__Task__. Below are some records; reproduce them exactly.

__Exercise input__.
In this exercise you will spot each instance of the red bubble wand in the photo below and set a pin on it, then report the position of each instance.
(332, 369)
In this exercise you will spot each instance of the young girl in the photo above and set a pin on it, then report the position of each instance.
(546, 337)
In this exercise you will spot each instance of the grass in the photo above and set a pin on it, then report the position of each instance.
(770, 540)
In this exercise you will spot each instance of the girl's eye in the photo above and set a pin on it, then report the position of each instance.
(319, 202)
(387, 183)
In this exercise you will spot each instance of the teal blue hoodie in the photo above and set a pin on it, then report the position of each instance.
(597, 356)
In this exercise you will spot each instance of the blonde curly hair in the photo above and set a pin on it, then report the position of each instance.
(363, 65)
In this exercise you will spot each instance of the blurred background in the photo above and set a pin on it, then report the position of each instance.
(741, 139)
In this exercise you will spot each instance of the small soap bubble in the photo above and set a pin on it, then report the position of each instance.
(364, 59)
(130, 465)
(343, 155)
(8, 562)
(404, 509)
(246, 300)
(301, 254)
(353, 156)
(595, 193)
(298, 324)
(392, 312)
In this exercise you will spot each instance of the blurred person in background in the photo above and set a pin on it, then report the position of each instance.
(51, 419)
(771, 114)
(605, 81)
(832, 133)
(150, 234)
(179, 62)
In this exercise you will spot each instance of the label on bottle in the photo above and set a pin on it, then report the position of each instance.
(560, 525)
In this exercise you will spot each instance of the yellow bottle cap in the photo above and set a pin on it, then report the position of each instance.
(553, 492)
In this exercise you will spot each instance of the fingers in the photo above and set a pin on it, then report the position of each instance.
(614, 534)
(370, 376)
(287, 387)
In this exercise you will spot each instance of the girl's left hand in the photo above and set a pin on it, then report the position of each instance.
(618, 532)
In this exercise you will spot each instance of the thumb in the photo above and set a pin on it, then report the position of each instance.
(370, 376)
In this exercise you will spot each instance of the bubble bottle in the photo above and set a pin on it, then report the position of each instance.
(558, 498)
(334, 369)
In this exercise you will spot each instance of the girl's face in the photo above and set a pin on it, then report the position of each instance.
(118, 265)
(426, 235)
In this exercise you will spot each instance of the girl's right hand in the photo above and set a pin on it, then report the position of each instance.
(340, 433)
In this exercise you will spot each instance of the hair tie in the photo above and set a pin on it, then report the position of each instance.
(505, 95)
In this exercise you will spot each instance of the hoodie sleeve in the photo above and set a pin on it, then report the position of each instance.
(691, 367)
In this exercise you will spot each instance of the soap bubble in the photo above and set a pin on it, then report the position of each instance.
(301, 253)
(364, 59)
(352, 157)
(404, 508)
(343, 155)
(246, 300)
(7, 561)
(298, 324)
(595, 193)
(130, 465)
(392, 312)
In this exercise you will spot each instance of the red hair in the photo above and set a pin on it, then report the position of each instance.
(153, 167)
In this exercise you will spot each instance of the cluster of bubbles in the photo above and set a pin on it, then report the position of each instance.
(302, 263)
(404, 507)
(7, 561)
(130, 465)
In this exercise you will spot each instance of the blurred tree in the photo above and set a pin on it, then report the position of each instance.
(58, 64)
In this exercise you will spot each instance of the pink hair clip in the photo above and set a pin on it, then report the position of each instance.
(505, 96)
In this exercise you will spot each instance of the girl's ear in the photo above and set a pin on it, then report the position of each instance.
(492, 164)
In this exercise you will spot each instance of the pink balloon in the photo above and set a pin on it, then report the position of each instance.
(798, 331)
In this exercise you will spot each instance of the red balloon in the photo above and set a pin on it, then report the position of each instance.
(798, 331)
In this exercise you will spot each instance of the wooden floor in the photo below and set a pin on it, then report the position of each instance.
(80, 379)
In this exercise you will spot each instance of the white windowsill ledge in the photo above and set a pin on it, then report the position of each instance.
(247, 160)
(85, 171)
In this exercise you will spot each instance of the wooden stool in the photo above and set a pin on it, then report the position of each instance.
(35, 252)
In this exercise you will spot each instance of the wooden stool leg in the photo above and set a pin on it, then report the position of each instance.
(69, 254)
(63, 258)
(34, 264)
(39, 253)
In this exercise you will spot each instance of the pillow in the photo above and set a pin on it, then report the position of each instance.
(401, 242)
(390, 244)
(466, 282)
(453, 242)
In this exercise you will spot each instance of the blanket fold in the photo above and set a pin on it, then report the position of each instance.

__Output for this task__.
In this exercise you will spot each instance of the red bubble wand in the photo below and set a pin on it, then report the position of each instance.
(332, 369)
In this exercise you will spot each instance of the young girl in the photo above and set a pin on it, then report the position of each instance.
(546, 337)
In this exercise you will spot each instance of the grass in the photo above and set a pin on it, then report the position of each instance.
(770, 540)
In this exercise you will spot each instance of the girl's eye in the photo above and set a pin on it, then report the position of each instance.
(319, 202)
(387, 183)
In this exercise you will spot each instance of the teal blue hoodie in the photo above and set a pin on it, then report the position of each instance.
(597, 356)
In this exercise you will spot each instance of the blonde curly hair in the photo above and set a pin on it, then report the position of each instance.
(363, 65)
In this exercise you will spot each instance of the blurred background in the photo above and set a pin on it, then report the position of each instance.
(741, 139)
In this exercise you will spot each instance of the small soap bubble in the photo above and set a pin on it, then report the position of each instance.
(364, 59)
(130, 465)
(343, 155)
(8, 562)
(404, 509)
(246, 300)
(301, 254)
(353, 156)
(595, 193)
(298, 324)
(392, 312)
In this exercise you will spot each instance of the blurred person in background in the photo above and set a pin on it, then report the position of each instance.
(51, 419)
(771, 114)
(605, 81)
(832, 133)
(150, 234)
(179, 62)
In this exercise you will spot each instance of the label on bottle in the photo above and set a pin on it, then report the position of each instance.
(560, 525)
In this exercise you will spot each instance of the yellow bottle cap in the photo above and set a pin on it, then report the position of each instance.
(553, 492)
In this exercise you will spot each instance of the fingers in the photo above and set a pin on it, then report the position of each instance.
(614, 534)
(370, 376)
(287, 387)
In this exercise you will spot each instance of the girl's left hand in the photo above and set a pin on it, then report the position of each instance.
(618, 532)
In this exercise you will spot each instance of the thumb in the photo above and set a pin on it, then report the position of each instance.
(370, 376)
In this exercise you will spot each instance of the bubble bottle in the photo above and set a pin on it, then report the position of each instance.
(558, 498)
(334, 369)
In this exercise you will spot each instance of the girl's face in the photo above and set a pin on it, then report the position of each instance.
(118, 265)
(426, 235)
In this exercise you will spot each instance of the girl's right hand in the photo above and set a pin on it, then report the position of each instance.
(340, 433)
In this exercise you will spot each instance of the hair tie in the photo above and set a pin on it, then report the position of each instance.
(505, 95)
In this exercise you will spot each instance of the hoodie sleeve in the photo above and set a pin on it, then report the position of each instance.
(691, 367)
In this exercise you will spot each instance of the soap bubble in the photo above and set a pin on it, then report the position of each instance.
(301, 253)
(364, 59)
(352, 157)
(404, 508)
(343, 155)
(246, 300)
(7, 561)
(298, 324)
(595, 193)
(130, 465)
(392, 312)
In this exercise you will spot each instance of the red hair in the photo above and set a pin on it, then report the position of each instance.
(153, 167)
In this exercise you will spot each instance of the cluster of bubbles in the photo above and set a pin on it, then report the position of each instance.
(302, 263)
(404, 507)
(7, 561)
(130, 465)
In this exercise you will spot each instance of the blurred tree in the photo above and set a pin on it, then report the position of each instance.
(58, 64)
In this exercise you will spot each instance of the pink hair clip in the photo above and set a pin on it, then report the position of each instance.
(505, 96)
In this exercise you will spot each instance of the girl's ear in the photo above and set a pin on it, then report the position of each instance.
(492, 164)
In this exercise you will spot each instance of the pink balloon in the photo above and set a pin on it, then report the position of each instance.
(798, 331)
In this exercise you will spot each instance of the red balloon in the photo above and set a pin on it, then report the position of each instance.
(798, 331)
In this exercise you will spot each instance of the wooden floor in the photo below and set a pin on it, then report the position of each instance.
(80, 379)
In this exercise you will spot each instance of the white windowsill ledge in the photo above and set a pin on it, then report the position of each instance.
(247, 160)
(85, 171)
In this exercise you will spot each instance of the wooden stool in the photo above and set a pin on it, then report the position of each instance.
(35, 252)
In this exercise you will spot each instance of the wooden stool leg in the photo above and set a pin on it, then report the position of each instance.
(69, 254)
(63, 258)
(34, 264)
(39, 253)
In this exercise you will spot each instance of the pillow in the photo above and set a pin on it, then report the position of each instance.
(401, 242)
(390, 244)
(466, 282)
(453, 242)
In this exercise you will spot each instance of the blanket fold in the photo above and set a pin on it, then report the position of each instance.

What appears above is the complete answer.